» Source text
(Università Pontificia Salesiana, Roma) – In February 2026, fifteen engineers and researchers from Google around the world travelled to Venice Mestre, not to explain Artificial Intelligence (AI) to teachers at Salesian schools, but to hear how they were already using it in the classroom. At the end of May, Google will return to Italy, this time to Verona.
On the afternoon of Thursday 28 May, starting at 3 pm, the event “GO beyond traditional education” will take place at the San Zeno Salesian Institute in Verona. This is not a conference on the promises of AI, but an account of what has already happened in the classrooms. The international leadership of Google for Education will come to hear about the experiences of Italian Salesian schools: the first instance in Italy of AI being systematically introduced into the classroom across an entire network of schools.
In one year, the number of teachers involved has risen from 700 in the Triveneto region to over 1,600 across Italy. What matters are not the meetings or the guidelines, but the actual lessons, delivered every day by teachers in primary, secondary and formation schools.
The research evaluating them, coordinated by Fr Michal Vojtáš, SDB, for the Pontifical Salesian University, analysed 1,375 lessons actually delivered in the classroom and gathered feedback from 29,171 students.
The most significant finding is simple: after trying it out, 86% of teachers say they want to use AI on a permanent basis to support their teaching, and where one might usually fear a levelling-off, teachers report the opposite effect: a rise in content creativity of up to 40%. The benefits double when AI does not replace the lesson but complements new methods.
The feature that distinguishes the Salesian experience is not its scale, but rather a boundary. Whilst public debate is divided between technophobia and uncritical adoption, the Salesian experiment introduces the concept of “technology on a schedule”. It is not a ban, but a hierarchy of values: AI enhances learning, but stops when the purely educational relationship begins. It is not the machine that switches off, but the institution that reaffirms the primacy of the human face over the interface – a boundary that transforms ‘Gemini’ from a potential distraction into a managed resource.
The event on 28 May will be attended, on behalf of Google for Education, by Amanda Rosenburg (Staff User Experience Researcher, New York), Marco Berardinelli (Google for Education Italy) and Anna Artemyeva (HE Lead EMEA & APAC / Regional Lead [UK, Ireland, Italy, Central Asia]), alongside three regional councillors for education from Northern Italy: Valeria Mantovan (Veneto), Alessia Rosolen (Friuli-Venezia Giulia) and Simona Tironi (Lombardy). The project is thus entering its second year.
A school that creates thousands of lessons using AI, and decides where not to use it, is not chasing technology. It is managing it.

» Supplied entries
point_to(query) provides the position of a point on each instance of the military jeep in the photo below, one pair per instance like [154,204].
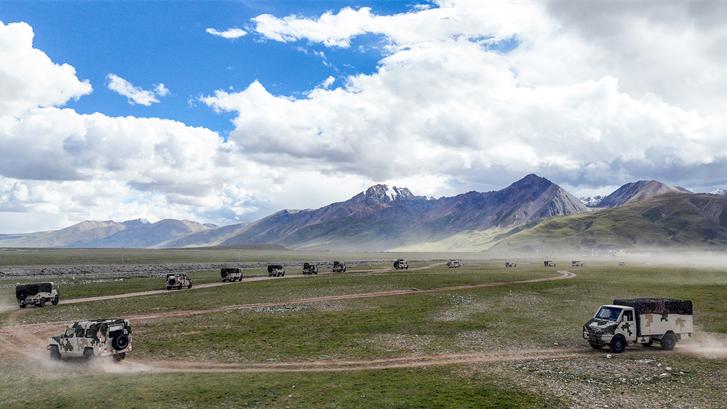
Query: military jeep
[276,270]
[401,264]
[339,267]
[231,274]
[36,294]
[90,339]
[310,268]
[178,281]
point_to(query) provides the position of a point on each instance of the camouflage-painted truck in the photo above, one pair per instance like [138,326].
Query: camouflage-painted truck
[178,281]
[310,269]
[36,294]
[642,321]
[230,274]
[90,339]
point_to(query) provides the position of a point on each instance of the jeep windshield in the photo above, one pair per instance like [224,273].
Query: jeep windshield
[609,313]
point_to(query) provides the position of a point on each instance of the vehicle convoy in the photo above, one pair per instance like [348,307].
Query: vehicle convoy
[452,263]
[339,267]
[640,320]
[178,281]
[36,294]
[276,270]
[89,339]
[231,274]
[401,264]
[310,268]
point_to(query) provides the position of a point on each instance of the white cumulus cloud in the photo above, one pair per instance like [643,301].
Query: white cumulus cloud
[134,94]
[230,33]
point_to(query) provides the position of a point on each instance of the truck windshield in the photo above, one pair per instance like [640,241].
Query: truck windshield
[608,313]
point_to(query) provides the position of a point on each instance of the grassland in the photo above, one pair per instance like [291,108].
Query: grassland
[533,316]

» Problem requirements
Answer these questions from the source text on Google and the Salesian schools, one per line:
(a) Where will the event on 28 May take place, and at what time does it start?
(b) How many lessons did the research analyze, and from how many students did it gather feedback?
(c) Which three regional councillors for education will attend, and which region does each represent?

» Answer for the task
(a) At the San Zeno Salesian Institute in Verona, starting at 3 pm.
(b) 1,375 lessons and 29,171 students.
(c) Valeria Mantovan (Veneto), Alessia Rosolen (Friuli-Venezia Giulia) and Simona Tironi (Lombardy).